Task directions: Retype every line of the records below word for word, omitting the pictures.

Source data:
++++++
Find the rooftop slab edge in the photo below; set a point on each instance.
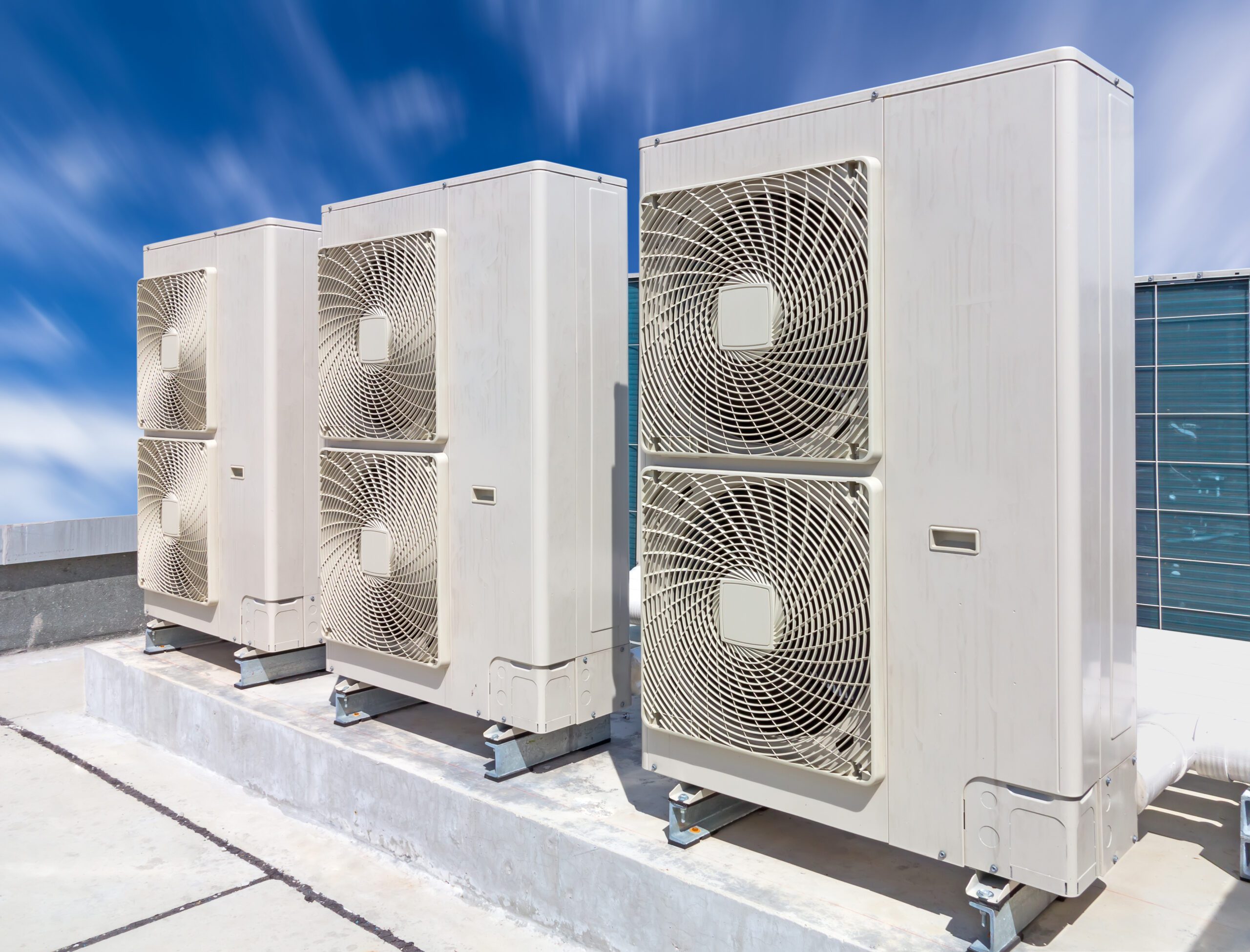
(535, 166)
(68, 539)
(1061, 54)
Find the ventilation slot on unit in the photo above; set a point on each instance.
(754, 319)
(757, 624)
(175, 519)
(380, 335)
(175, 316)
(380, 551)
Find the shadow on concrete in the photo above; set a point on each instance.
(646, 791)
(440, 725)
(217, 653)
++++++
Task response:
Find the rooftop slab edge in the photo below; set a point on each instance.
(535, 166)
(68, 539)
(1061, 54)
Find the ventilation slot on unit in the photo above; set a point on each instance.
(754, 319)
(757, 624)
(175, 519)
(380, 335)
(175, 316)
(380, 551)
Find the shadow on concrete in the photo above; set a point on each instance.
(646, 791)
(440, 725)
(217, 653)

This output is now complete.